start SOURCE DATA

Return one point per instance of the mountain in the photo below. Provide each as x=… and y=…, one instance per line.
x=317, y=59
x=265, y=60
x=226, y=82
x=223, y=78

end SOURCE DATA

### AIM OF THE TASK
Print every one of the rows above again, word for word and in their original order.

### RESPONSE BELOW
Return one point per instance of the mountain in the photo below. Provide each as x=… and y=…, one instance per line.
x=317, y=59
x=265, y=60
x=226, y=82
x=223, y=78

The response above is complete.